Given problem: Print the rows unchanged, from the line containing "Shot-chart audit: point to every instance of the thin" down to the line containing "Target: thin twig", including both of those lines.

++++ Records provided

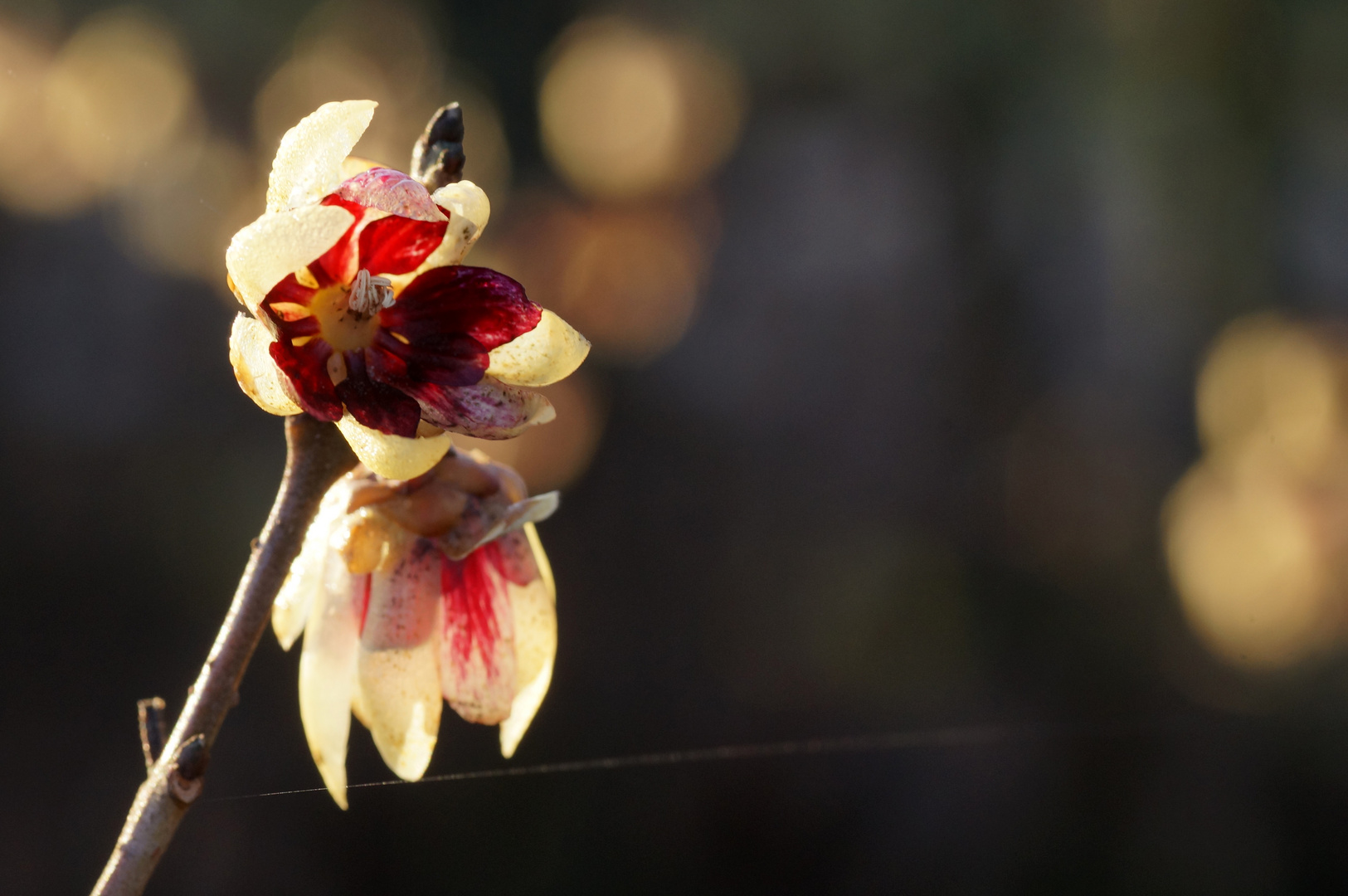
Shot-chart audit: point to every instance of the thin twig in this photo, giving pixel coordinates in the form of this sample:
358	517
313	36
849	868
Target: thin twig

++++++++
++++ Records provided

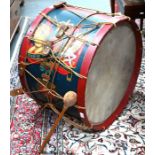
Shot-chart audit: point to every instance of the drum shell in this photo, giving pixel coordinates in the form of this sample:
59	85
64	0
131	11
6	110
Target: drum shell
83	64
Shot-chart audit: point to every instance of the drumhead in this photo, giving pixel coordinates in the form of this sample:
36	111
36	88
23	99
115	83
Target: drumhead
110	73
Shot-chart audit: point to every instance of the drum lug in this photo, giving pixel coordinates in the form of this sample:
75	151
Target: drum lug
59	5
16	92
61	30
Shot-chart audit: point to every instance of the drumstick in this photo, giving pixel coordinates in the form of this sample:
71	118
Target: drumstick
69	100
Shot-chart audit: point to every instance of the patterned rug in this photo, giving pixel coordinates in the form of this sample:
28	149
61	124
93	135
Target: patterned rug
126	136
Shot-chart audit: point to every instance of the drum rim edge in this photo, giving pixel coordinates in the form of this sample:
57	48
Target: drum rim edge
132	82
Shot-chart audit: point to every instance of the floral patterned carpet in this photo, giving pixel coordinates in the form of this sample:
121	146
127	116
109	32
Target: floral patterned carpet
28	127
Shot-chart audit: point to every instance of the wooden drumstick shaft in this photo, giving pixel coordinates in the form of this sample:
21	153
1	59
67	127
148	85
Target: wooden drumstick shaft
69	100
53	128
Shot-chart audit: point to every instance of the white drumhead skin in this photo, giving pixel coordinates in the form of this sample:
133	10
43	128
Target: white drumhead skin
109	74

++++++++

Answer to this task:
Shot-chart audit: point to every instance of the thin twig in this photo, giving pixel coordinates in the form of this sample:
358	517
313	36
849	868
Target: thin twig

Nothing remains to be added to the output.